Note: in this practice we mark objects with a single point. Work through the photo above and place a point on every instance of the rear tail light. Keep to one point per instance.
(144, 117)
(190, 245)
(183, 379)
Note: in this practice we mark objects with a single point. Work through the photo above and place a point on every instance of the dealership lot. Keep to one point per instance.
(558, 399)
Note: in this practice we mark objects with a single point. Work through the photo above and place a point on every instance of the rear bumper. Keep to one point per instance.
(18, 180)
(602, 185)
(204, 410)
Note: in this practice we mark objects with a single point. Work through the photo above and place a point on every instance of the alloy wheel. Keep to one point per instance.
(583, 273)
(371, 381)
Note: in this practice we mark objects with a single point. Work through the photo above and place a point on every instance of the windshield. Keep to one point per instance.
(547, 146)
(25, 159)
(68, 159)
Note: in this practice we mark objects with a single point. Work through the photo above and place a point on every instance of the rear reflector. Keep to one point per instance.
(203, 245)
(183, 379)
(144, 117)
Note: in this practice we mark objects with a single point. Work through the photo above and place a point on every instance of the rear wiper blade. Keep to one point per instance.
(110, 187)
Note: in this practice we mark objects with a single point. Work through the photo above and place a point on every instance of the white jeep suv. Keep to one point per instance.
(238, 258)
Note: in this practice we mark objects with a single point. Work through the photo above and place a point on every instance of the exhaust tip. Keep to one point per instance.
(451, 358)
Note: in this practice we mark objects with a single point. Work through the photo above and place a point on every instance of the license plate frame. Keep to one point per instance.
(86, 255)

-*-

Only an exact transcription of all the entries will do.

Note: in this practice we mark objects with a single point. Work through the photo above and place a point on every instance of the rear tail light. Keep to one point per instance.
(144, 117)
(190, 245)
(183, 379)
Note: in this practice we mark objects with a single point. Work through the photo above and place a point on every instance of the dealership lot. Keep to one point per instance.
(558, 399)
Note: in this practice we mark objects with a single point. Work through the photo above and place a point on every instance of the rear bumper. Keep to one point per instance.
(18, 180)
(602, 185)
(204, 410)
Note: in this practice we mark objects with a single point. Work through the photo above and place a point on every instance of the alloy wheel. Keep to one point per instance.
(583, 273)
(371, 381)
Note: in this practice we mark objects with a single point. Work through the photo above and place a point on every instance of the windshield. Keep to one point per instance.
(547, 146)
(25, 159)
(68, 159)
Note: in this practice we mark objects with a single point. Work through the photo above and place a point on every instance of the rear reflector. Keep to one point per instance.
(203, 245)
(183, 379)
(144, 117)
Note: in this practice we mark objects with a single point. Work through the photo above and place a point on every instance of the rear wiper blade. Keep to one point per instance.
(110, 187)
Note: in this practice we mark objects with a single point. Work through the photo above and place a point on every instance of the white jeep suv. Keep to one point per instance.
(238, 258)
Note: in this practice we mark objects with a single point. Work through the photo above and place a point on every instance of the exhaust tip. Keep to one point per instance.
(451, 358)
Note: in this practice we mark objects with a single point. Work through the photo above and place a point on every instance of the license plate frame. Keep to one point per instance.
(86, 255)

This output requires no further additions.